• [Required work]
1 > From the post criticizing the CBC's news coverage, copy the passage word for word, beginning at the words that contain "As I write this" and ending after "the next story.".
2 > List every person the post on the CBC's coverage refers to by name.

As I write this I’m angry at the CBC, Canada’s national broadcaster, for their shoddy, shallow coverage of reformgovernmentsurveillance.com (let’s say “RGS” for short). But the trap they fell into is probably attractive to many flavors of media.

The 6PM news report opened with a few seconds of Zuckerberg saying he thought the government was blowing it in this space, then another few words from Zoe Lofgren talking about the NSA putting American business at a disadvantage. (Do ya think?!)

Then there was a sudden 180° shift into hard polemics, with a snotty British professor opining that it was all the companies’ fault because they were sucking up the information, and the NSA wouldn’t come after it if the companies weren’t collecting it, would they? There was some more yammering about hypocrisy, then they went to the next story.

So what’s wrong with that? · Indeed, most (not all) of the RGS companies track a whole lot of information about a whole lot of people, and use it to help sell ads and make money.

So, that granted:

  • What about, you know, the issues? The light cast by the Snowden documents has revealed an egregiously intrusive snooping regime that contravenes what a lot of us understood our constitutions to say. Could the coverage at least acknowledge that this is seen by many as a problem?

• [Rows]
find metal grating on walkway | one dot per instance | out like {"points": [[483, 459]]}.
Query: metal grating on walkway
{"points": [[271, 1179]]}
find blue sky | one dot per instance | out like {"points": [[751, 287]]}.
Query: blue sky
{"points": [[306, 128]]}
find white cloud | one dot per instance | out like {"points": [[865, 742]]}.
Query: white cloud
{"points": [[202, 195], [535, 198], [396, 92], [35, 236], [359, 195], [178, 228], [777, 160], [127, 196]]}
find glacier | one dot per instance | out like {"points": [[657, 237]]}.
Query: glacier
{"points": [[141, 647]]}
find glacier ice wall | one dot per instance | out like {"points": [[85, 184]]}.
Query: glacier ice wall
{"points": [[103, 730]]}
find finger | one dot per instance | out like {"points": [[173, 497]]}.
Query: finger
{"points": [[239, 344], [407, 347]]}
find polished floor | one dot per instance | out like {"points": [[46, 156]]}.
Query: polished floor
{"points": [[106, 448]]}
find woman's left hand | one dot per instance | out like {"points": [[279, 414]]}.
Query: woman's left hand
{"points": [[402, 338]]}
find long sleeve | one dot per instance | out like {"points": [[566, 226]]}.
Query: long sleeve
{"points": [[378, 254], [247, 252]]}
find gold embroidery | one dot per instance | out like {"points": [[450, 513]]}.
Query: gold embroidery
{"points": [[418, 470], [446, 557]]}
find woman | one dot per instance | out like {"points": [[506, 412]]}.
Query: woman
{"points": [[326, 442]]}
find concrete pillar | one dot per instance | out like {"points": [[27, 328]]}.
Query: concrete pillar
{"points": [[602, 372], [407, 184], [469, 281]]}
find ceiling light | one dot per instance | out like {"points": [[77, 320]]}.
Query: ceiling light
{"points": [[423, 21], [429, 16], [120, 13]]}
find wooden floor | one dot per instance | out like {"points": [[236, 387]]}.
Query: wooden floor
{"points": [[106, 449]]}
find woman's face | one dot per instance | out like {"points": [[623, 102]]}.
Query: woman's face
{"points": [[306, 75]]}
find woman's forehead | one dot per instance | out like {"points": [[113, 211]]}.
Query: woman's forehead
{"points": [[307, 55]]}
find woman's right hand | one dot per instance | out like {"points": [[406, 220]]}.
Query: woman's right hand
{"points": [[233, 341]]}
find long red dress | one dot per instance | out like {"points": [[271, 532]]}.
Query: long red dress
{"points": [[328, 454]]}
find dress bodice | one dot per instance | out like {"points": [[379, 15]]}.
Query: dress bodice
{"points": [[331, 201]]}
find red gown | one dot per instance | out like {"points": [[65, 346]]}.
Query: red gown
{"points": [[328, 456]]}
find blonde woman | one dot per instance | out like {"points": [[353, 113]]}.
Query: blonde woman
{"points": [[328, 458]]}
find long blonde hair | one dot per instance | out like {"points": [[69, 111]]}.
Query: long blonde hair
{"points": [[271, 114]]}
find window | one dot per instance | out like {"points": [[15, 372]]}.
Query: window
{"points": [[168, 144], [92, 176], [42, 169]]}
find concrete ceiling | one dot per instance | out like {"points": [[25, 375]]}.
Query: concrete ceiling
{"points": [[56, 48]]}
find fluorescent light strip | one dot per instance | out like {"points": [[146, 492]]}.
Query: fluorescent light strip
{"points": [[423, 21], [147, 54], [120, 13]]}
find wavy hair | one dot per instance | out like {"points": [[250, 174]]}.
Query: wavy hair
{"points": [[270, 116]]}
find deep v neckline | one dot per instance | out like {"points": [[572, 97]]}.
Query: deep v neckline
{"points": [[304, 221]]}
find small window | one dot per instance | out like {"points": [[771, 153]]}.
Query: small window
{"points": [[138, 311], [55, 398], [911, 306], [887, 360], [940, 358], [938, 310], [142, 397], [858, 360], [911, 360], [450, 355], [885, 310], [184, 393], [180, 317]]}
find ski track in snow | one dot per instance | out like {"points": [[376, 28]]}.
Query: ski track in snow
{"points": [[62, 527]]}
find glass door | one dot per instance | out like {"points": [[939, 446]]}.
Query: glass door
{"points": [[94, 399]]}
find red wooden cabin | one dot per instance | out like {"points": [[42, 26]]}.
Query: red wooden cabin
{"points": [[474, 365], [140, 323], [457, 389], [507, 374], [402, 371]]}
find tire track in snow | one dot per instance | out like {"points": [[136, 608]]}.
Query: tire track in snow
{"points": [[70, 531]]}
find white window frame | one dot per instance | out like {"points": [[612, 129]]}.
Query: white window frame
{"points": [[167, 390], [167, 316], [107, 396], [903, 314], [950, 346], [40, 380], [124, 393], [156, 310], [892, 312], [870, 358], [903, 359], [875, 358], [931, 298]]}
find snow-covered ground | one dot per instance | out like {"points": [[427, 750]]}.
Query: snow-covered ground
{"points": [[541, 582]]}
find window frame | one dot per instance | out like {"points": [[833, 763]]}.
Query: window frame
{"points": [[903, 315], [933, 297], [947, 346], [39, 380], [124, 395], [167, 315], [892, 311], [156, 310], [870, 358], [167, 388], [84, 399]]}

• [Outputs]
1 >
As I write this I’m angry at the CBC, Canada’s national broadcaster, for their shoddy, shallow coverage of reformgovernmentsurveillance.com (let’s say “RGS” for short). But the trap they fell into is probably attractive to many flavors of media.

The 6PM news report opened with a few seconds of Zuckerberg saying he thought the government was blowing it in this space, then another few words from Zoe Lofgren talking about the NSA putting American business at a disadvantage. (Do ya think?!)

Then there was a sudden 180° shift into hard polemics, with a snotty British professor opining that it was all the companies’ fault because they were sucking up the information, and the NSA wouldn’t come after it if the companies weren’t collecting it, would they? There was some more yammering about hypocrisy, then they went to the next story.

2 >
Zuckerberg
Zoe Lofgren
Snowden